+++ Dataset content
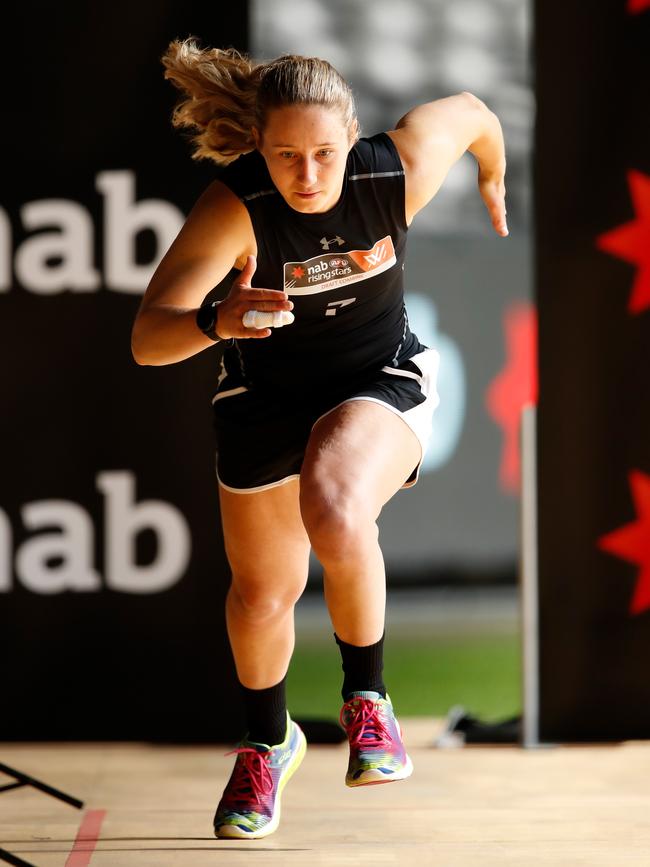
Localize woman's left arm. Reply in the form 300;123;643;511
++++++
+++ Dataset content
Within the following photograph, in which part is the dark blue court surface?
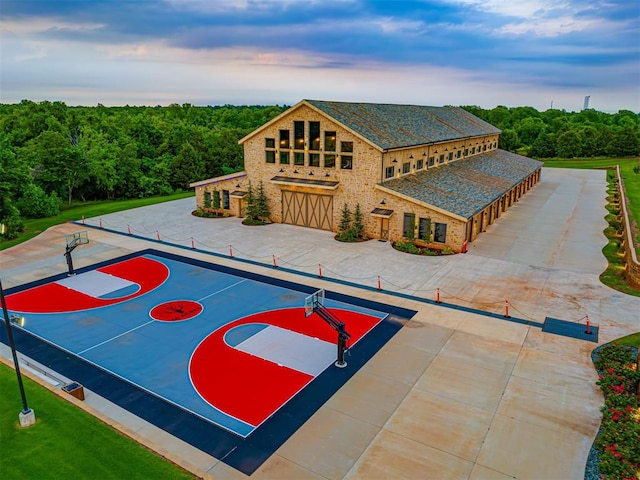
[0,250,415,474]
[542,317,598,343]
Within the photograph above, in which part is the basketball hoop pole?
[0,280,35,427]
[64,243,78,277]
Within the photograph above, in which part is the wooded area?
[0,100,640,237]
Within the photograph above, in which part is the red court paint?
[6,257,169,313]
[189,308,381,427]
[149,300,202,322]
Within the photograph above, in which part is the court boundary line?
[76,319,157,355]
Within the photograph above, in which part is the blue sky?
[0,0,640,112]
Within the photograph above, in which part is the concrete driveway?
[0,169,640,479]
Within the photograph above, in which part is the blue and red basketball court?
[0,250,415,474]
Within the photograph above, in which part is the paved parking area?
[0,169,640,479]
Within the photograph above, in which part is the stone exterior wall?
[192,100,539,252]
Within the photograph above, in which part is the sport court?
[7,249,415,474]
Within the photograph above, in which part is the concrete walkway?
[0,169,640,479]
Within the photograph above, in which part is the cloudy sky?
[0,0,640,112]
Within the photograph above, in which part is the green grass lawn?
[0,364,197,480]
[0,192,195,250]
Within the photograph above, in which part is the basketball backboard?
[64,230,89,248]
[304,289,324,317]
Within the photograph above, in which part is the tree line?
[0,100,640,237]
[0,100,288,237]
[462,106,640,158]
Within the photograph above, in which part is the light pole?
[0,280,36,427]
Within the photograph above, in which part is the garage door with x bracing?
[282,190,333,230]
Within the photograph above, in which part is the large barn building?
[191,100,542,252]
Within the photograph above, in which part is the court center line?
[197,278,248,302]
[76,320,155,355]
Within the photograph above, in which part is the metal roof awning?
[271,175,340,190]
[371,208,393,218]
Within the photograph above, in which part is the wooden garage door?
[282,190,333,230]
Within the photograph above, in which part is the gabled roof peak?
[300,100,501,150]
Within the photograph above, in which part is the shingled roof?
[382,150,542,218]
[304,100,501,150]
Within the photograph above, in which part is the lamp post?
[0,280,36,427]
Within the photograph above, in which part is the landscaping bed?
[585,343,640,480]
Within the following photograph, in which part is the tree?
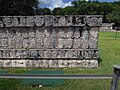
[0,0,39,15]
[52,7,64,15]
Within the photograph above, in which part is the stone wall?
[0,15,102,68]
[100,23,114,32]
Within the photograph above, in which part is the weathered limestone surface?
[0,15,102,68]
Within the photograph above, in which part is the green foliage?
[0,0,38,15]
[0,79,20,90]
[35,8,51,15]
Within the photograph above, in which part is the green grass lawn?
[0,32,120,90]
++++++
* [What you are asked to do]:
Please list every line in the records above that contains the word "surface", copying each one in full.

* [Expected answer]:
Within the following photograph, in which part is the dark blue court surface?
Within the photograph above, in which part is the weathered limestone surface?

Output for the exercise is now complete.